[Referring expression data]

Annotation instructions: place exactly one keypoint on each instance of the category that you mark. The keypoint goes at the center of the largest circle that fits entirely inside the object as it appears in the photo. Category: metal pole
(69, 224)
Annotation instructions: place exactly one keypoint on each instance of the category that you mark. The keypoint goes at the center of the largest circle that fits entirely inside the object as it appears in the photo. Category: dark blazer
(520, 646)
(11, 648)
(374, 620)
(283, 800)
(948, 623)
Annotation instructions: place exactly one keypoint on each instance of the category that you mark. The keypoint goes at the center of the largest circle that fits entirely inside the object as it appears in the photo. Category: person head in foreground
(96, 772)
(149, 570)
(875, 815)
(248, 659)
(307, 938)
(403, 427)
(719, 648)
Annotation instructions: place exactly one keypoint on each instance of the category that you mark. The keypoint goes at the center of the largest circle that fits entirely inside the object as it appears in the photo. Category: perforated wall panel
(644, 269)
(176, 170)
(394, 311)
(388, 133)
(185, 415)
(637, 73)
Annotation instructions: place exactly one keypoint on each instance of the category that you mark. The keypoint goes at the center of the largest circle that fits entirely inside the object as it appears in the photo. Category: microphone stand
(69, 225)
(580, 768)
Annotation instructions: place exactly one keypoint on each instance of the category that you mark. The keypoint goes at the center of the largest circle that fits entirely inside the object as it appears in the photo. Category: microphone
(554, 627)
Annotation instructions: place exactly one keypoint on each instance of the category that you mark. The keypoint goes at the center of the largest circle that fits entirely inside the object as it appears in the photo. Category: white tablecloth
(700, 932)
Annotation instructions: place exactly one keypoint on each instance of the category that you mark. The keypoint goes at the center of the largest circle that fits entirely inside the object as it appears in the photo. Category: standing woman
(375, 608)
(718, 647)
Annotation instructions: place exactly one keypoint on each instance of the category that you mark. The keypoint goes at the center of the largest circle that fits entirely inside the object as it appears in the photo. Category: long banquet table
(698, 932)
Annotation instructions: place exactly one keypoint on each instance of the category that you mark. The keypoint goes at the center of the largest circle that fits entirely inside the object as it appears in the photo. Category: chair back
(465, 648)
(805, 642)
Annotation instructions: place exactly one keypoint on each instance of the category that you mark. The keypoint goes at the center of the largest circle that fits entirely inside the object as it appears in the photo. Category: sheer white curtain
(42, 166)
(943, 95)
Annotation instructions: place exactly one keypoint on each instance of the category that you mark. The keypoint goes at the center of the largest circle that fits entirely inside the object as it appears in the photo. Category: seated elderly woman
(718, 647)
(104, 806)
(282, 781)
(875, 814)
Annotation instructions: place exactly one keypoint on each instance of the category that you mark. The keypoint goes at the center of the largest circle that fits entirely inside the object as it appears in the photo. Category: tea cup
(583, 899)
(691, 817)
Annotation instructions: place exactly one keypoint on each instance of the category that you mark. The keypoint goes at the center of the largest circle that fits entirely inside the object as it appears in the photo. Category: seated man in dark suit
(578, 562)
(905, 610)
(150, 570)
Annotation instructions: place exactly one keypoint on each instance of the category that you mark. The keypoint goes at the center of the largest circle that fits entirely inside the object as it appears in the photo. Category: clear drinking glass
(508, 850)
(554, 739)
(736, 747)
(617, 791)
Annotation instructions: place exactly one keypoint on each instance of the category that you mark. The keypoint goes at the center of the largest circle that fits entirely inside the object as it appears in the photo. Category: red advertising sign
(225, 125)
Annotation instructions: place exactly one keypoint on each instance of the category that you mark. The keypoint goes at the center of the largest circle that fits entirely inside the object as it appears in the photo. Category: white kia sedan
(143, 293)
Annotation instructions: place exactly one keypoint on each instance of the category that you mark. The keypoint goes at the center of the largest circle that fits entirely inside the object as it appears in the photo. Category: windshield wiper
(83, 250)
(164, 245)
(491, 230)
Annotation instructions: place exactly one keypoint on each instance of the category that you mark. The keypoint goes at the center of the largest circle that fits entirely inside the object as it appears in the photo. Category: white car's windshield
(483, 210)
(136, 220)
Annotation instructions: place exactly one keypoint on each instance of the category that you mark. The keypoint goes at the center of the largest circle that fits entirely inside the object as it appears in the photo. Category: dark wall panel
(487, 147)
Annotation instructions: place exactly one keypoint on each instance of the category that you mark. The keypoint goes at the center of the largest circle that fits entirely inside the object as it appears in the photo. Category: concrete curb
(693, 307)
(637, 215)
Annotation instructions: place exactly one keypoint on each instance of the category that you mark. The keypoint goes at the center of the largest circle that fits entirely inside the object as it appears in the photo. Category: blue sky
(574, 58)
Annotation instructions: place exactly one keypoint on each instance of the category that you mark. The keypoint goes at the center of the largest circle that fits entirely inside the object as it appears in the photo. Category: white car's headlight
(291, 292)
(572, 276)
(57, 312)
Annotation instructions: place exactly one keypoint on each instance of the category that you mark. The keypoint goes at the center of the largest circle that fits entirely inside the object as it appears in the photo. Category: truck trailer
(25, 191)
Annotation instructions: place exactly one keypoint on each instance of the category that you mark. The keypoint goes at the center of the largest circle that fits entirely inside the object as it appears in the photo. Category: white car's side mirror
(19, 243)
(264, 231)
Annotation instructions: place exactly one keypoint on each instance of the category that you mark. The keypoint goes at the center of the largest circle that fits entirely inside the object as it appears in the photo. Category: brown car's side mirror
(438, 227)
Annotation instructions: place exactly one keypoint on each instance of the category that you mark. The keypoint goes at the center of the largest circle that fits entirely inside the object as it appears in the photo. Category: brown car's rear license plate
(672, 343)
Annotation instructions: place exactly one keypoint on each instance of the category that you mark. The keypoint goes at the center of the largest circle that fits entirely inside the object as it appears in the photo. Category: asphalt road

### [Task details]
The records above are to be duplicated in full and exactly.

### [Exercise response]
Annotation instructions: place exactly one keypoint on each instance of the category that you mark. The keypoint goes at the center of the largest circle that fits entirely inside the object as it appears in the photo. Category: metal pole
(69, 224)
Annotation instructions: place exactly one keypoint on each instance of the category that you mark. The keypoint goes at the center of the largest circle that fits entirely inside the object as it appears in the photo. Category: dark blazer
(520, 646)
(11, 648)
(374, 620)
(283, 800)
(948, 623)
Annotation instructions: place exactly one keypoint on each instance of the category that you mark. The keypoint goes at the center of the largest circle that fits entirely inside the object as it appears in the photo. Category: person head in foreground
(96, 772)
(149, 570)
(875, 815)
(248, 659)
(307, 938)
(403, 427)
(719, 648)
Annotation instructions: place exactly one keypoint on each instance of the category that you mark. The keypoint goes at the center of the largest circle that fits entirely inside the object as it appears in the photo. Category: perforated wall panel
(644, 269)
(176, 170)
(394, 311)
(388, 133)
(185, 415)
(637, 73)
Annotation instructions: place exactly one keypoint on each instance of the category that you mark. The keypoint goes at the center of the largest circle that fits entirely inside the object as it appears in the photo. Category: microphone stand
(69, 225)
(580, 768)
Annotation instructions: place exactly one keypoint on each instance of the category that you mark. The keypoint goes at the center of the largest circle that fits entirely inside the object as it appears in the photo. Category: microphone
(554, 627)
Annotation instructions: place exactly one keypoint on each instance of the category that you mark. The keypoint goes at the center of the largest circle that fits entirely inside the object as it appears in the photo. Category: white tablecloth
(700, 932)
Annotation instructions: place exactly one keypoint on each instance of the category that you mark. The keypoint goes at the center of the largest circle that fits entirely inside the object as it appears in the photo. Category: standing woman
(375, 608)
(718, 647)
Annotation instructions: place exactly one keypoint on each instance of the category that you mark. The keypoint goes at the center of the largest circle that fits entirely inside the object as it appears in the photo. Category: long banquet table
(698, 932)
Annotation instructions: place exactly one keypoint on each instance of the category that you mark. The keypoint goes at the center of the largest circle that fits entirely inside the object as it appears in the photo. Category: chair back
(465, 648)
(805, 642)
Annotation instructions: place exactly one keypoint on each instance of the category that you mark. The keypoint goes at the center of the largest circle that fits entirely inside the object as it appears in the photo. Category: sheer white curtain
(42, 166)
(943, 95)
Annotation instructions: place exactly one keypoint on each instance of the category that you mark. The keypoint goes at the center of the largest circle that fits entirely inside the object as it appears in the photo. Category: seated elderly woman
(718, 647)
(104, 806)
(282, 781)
(875, 814)
Annotation instructions: place exactly one keypoint on each instance of the category that you mark. The keypoint goes at the center of the largest circle that fits entirely inside the object as it appears in the photo. Category: tea cup
(583, 899)
(691, 817)
Annotation instructions: place exactly one keypoint on each instance of the category that you mark. The keypoint goes at the center of the largest circle that fits entirely inside the object as it appears in the photo. Category: seated man in dark suit
(578, 562)
(905, 610)
(150, 570)
Annotation instructions: place exactly one keypoint on each instance of the category that you mark. The keypoint goes at the center of the largest circle that fits entirely inside the object as it appears in the photo. Category: clear drinking glass
(508, 850)
(554, 739)
(736, 747)
(617, 791)
Annotation instructions: place exactly one keypoint on each instance of the category that you mark. The keypoint goes at the center of the largest circle that fits entirely inside the object as it appears in the photo. Category: red advertising sign
(225, 125)
Annotation instructions: place exactly one keypoint on each instance of the category that you mark. The keypoint goes at the center of the largest circle that fits entirely inside the object as it appears in the photo. Category: white kia sedan
(143, 293)
Annotation instructions: place exactly one keypoint on each instance of the category that you mark. The keypoint goes at the center of the largest circle that fits entirely inside the object as it appears in the photo. Category: windshield wiper
(83, 250)
(164, 245)
(491, 230)
Annotation instructions: place exactly one keypoint on each instance of the category that you mark. The keypoint goes at the center of the largest circle that fits entirely inside the object as it appears in the photo. Category: white car's windshield
(483, 210)
(136, 220)
Annotation instructions: place exactly one keypoint on each instance of the category that you mark. The keypoint goes at the center of the largest circle that fits entirely inside the object as it appears in the photo. Category: dark wall panel
(487, 147)
Annotation instructions: place exactly one keypoint on each instance of the category that you mark. The keypoint goes at the center of the largest circle that fits entirely inside the object as it appears in the photo. Category: concrete curb
(693, 307)
(637, 215)
Annotation instructions: place exactly one keypoint on each instance of the category that you mark. The keypoint goes at the center of the largest circle that fits entirely inside the object as it appears in the photo. Category: blue sky
(574, 58)
Annotation instructions: place exactly one keypoint on each instance of the category that you mark. The keypoint goes at the center of the largest circle that fits entirely inside the object as it appears in the photo. Category: white car's headlight
(291, 292)
(572, 276)
(57, 312)
Annotation instructions: place exactly one keypoint on each instance of the category that you mark. The keypoint goes at the center of the largest circle that fits entirely inside the object as it appears in the photo. Category: truck trailer
(25, 191)
Annotation instructions: place exactly one keypoint on each instance of the category that you mark. The keypoint goes at the center of the largest circle that fits entirely inside the object as it appears in the photo. Category: white car's side mirror
(19, 243)
(264, 231)
Annotation instructions: place exactly one keypoint on each instance of the category that you mark. The keypoint goes at the center of the largest circle that fits entirely inside the object as it appears in the photo. Category: brown car's side mirror
(438, 227)
Annotation instructions: place exactly one keypoint on each instance of the category that you mark. The keypoint goes at the center of the largest circle that fits entirely inside the object as it appears in the photo. Category: brown car's rear license plate
(672, 343)
Annotation instructions: place exactly one keypoint on each instance of the category that you mark. The keypoint goes at the center of the largest circle that fits entirely inside the object as it appears in the photo. Category: asphalt road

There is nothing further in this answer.